____ Supplied data
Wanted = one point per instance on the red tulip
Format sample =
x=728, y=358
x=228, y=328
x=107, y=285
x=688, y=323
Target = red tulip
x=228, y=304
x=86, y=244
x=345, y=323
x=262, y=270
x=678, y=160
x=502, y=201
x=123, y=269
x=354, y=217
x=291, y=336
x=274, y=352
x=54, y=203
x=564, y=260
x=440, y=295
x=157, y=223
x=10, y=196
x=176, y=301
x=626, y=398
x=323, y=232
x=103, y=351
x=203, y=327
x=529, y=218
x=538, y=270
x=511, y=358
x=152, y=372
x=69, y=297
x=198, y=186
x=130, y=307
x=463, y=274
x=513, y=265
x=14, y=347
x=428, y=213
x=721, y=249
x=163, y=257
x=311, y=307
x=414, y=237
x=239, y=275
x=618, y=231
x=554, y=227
________
▶ _Task requirements_: Please identify every line in the entries above that contains the word "tulip", and copy each of those lines. Case counts when matching.

▶ _Complete output_:
Wanted = one point per instance on the red tulip
Target = red tulip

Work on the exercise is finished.